▸ **Problem to solve**
Count the lines in the data below that contain the string "wheel", treating case as significant, and give only the number.

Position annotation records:
..........

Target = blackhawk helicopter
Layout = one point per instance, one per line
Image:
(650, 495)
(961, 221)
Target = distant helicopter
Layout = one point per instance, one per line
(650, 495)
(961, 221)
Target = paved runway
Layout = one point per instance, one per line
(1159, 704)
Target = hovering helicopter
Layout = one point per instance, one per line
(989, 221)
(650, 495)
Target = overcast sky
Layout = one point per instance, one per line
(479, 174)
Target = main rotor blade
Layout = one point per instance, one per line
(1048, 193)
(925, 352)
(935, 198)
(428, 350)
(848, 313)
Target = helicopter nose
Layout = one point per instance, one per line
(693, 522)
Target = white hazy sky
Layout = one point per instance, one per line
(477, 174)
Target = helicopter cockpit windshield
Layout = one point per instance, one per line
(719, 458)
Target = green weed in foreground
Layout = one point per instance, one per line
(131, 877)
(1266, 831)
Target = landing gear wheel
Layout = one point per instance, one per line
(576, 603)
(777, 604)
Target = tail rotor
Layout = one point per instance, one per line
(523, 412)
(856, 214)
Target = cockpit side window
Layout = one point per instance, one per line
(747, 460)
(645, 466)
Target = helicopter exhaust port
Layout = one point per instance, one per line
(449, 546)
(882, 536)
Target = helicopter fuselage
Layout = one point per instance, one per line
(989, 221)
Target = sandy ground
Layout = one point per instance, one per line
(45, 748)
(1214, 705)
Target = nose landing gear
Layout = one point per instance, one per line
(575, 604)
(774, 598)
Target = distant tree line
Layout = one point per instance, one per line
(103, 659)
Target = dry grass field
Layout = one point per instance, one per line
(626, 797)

..........

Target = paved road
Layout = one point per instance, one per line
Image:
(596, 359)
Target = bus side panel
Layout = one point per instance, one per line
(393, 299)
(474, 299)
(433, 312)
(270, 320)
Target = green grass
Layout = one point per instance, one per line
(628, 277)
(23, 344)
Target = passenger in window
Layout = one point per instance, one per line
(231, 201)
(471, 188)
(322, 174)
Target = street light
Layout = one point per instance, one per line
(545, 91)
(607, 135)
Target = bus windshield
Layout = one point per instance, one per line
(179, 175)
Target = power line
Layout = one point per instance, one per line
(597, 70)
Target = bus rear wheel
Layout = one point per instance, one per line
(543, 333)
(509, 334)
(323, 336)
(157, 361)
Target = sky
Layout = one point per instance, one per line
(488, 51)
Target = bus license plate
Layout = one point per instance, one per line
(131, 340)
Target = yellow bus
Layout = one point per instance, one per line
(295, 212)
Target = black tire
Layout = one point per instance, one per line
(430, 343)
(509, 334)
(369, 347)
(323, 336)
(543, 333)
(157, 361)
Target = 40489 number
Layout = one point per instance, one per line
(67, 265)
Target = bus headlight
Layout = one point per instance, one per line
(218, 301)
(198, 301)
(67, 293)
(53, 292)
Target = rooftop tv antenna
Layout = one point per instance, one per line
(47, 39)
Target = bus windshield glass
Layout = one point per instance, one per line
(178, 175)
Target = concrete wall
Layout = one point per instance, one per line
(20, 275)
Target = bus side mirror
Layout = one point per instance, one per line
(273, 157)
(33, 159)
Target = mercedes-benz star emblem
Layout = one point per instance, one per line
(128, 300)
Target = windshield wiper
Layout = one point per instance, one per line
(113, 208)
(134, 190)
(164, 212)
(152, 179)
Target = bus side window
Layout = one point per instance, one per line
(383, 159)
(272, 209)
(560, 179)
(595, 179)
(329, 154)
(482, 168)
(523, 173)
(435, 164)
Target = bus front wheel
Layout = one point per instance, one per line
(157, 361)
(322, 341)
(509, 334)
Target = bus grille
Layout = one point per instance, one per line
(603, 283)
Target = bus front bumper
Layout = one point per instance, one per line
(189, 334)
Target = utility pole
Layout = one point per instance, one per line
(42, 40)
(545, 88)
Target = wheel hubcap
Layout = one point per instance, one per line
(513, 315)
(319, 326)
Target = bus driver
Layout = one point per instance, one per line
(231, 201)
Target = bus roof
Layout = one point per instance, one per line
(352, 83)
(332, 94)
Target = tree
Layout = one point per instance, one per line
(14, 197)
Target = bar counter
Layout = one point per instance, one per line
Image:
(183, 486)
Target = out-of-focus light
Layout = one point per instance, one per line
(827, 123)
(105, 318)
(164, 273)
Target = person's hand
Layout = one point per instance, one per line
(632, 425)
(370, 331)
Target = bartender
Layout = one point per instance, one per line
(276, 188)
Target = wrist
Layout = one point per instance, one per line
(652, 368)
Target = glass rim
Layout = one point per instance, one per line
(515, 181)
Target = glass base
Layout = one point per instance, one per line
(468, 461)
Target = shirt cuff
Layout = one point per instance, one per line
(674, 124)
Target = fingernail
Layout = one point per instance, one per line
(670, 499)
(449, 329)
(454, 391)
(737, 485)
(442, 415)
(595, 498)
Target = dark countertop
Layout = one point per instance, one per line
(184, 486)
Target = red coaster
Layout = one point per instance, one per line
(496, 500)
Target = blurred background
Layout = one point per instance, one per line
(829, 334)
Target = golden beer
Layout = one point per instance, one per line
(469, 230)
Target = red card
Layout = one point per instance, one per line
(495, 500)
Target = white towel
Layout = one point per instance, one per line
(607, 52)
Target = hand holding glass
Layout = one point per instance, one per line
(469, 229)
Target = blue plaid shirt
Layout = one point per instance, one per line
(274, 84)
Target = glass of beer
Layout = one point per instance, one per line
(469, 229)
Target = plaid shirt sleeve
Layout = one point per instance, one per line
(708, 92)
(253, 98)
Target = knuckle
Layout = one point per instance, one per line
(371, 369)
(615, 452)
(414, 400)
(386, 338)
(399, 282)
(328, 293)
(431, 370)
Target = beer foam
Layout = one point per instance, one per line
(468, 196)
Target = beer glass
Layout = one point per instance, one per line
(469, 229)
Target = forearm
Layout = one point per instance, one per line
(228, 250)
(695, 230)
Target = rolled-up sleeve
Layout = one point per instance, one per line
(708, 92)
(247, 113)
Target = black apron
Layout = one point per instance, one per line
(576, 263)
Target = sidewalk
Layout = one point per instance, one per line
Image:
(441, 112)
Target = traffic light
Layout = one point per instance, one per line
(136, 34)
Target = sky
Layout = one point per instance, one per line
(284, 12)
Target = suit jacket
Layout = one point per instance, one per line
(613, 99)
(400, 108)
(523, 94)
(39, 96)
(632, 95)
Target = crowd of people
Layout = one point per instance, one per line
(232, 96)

..........

▸ **Exercise solution**
4